*** Block opens ***
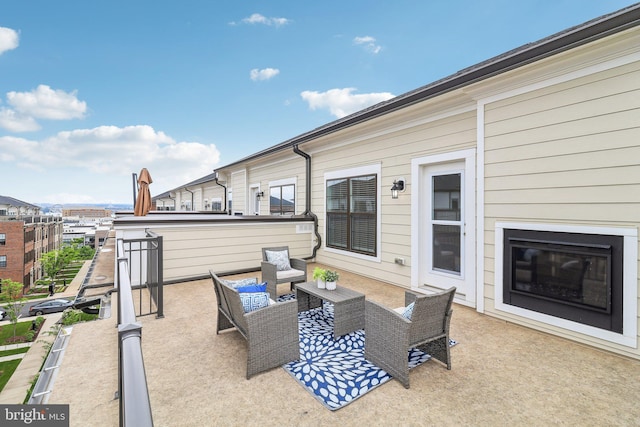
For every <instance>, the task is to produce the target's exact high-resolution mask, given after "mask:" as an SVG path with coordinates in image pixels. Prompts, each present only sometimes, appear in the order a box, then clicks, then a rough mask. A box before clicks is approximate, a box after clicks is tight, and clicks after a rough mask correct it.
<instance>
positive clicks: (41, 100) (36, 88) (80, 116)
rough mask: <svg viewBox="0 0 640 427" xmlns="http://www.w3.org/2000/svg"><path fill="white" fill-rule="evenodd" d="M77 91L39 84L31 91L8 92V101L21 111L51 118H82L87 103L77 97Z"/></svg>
mask: <svg viewBox="0 0 640 427" xmlns="http://www.w3.org/2000/svg"><path fill="white" fill-rule="evenodd" d="M76 95H77V91H73V92H70V93H67V92H65V91H63V90H59V89H57V90H53V89H51V88H50V87H49V86H47V85H39V86H38V87H37V88H36V89H34V90H32V91H31V92H14V91H12V92H8V93H7V102H8V103H9V104H10V105H11V106H12V107H13V108H15V109H16V111H18V112H19V113H22V114H25V115H28V116H31V117H34V118H38V119H49V120H69V119H82V118H84V115H85V113H86V111H87V103H86V102H84V101H80V100H78V98H77V96H76Z"/></svg>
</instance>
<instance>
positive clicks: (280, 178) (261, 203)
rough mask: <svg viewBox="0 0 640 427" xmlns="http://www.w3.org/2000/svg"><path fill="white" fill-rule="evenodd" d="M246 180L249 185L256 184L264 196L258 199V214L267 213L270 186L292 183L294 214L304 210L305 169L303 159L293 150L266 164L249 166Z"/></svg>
mask: <svg viewBox="0 0 640 427" xmlns="http://www.w3.org/2000/svg"><path fill="white" fill-rule="evenodd" d="M247 182H248V185H249V186H255V185H257V186H258V187H259V189H260V191H262V192H264V197H262V198H261V200H260V215H269V214H270V211H269V203H270V196H269V190H270V188H271V186H274V185H276V186H280V185H288V184H293V185H294V186H295V214H301V213H302V212H304V210H305V196H306V170H305V159H304V158H303V157H302V156H299V155H297V154H294V153H293V151H289V152H287V153H284V154H283V155H282V156H278V158H274V159H273V160H272V161H271V162H269V163H267V164H259V165H255V166H249V169H248V178H247Z"/></svg>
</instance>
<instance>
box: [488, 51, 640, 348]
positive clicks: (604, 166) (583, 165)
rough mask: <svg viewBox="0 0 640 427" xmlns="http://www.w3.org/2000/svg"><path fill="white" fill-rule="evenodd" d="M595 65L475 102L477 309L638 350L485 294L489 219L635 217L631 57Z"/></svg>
*** Block closes ***
About this task:
Please identify each line in the data above that contains the string "positive", and copy those lines out in full. Letter case counts when matching.

Expected output:
positive clicks: (41, 100) (36, 88) (80, 116)
positive clicks: (280, 178) (261, 203)
positive clicks: (604, 166) (583, 165)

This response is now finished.